[Excerpt to read]

Koalas are getting functionally extinct after the massive bushfires in Australia and it’s the saddest news of November. According to the Australian Koala Foundation (AKF) there are no more than 80,000 animals are left living in the wild, which leaves the species functionally extinct. The term means that their population declined to a point, where they can no longer play a significant role in their ecosystem. Koala numbers are declining rapidly and there seems to be no change in stopping this process. The main cause of their disappearance can be traced back to two things: climate change and extensive deforestation as a result of urbanization and uncontrolled habitat destruction.
To honor those little survivors, I put together a visualization from the KoalaBASE maintained by the Queensland Government in Tableau. They are collecting koala sightings since 1996. I used the hospital data for my viz, where we can track how many of them were registered seen and if they were dead, injured, sick or under threat. Lots of koalas were mentioned by name, it turned out, that Wilvo was the most popular among them in the past 10 years, spotted 47 times. The online version of the dashboard is available here on the Tableau Public portal.

[/Excerpt to read]
[Data extracts]

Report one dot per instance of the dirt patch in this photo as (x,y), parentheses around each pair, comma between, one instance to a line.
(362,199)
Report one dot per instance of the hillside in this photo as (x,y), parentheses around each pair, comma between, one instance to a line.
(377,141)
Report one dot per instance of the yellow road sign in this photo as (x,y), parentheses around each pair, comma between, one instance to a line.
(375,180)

[/Data extracts]

▸ **About this exercise**
Copy out the entire koala text above word for word, keeping every sentence unchanged.

▸ **Answer section**
Koalas are getting functionally extinct after the massive bushfires in Australia and it’s the saddest news of November. According to the Australian Koala Foundation (AKF) there are no more than 80,000 animals are left living in the wild, which leaves the species functionally extinct. The term means that their population declined to a point, where they can no longer play a significant role in their ecosystem. Koala numbers are declining rapidly and there seems to be no change in stopping this process. The main cause of their disappearance can be traced back to two things: climate change and extensive deforestation as a result of urbanization and uncontrolled habitat destruction.
To honor those little survivors, I put together a visualization from the KoalaBASE maintained by the Queensland Government in Tableau. They are collecting koala sightings since 1996. I used the hospital data for my viz, where we can track how many of them were registered seen and if they were dead, injured, sick or under threat. Lots of koalas were mentioned by name, it turned out, that Wilvo was the most popular among them in the past 10 years, spotted 47 times. The online version of the dashboard is available here on the Tableau Public portal.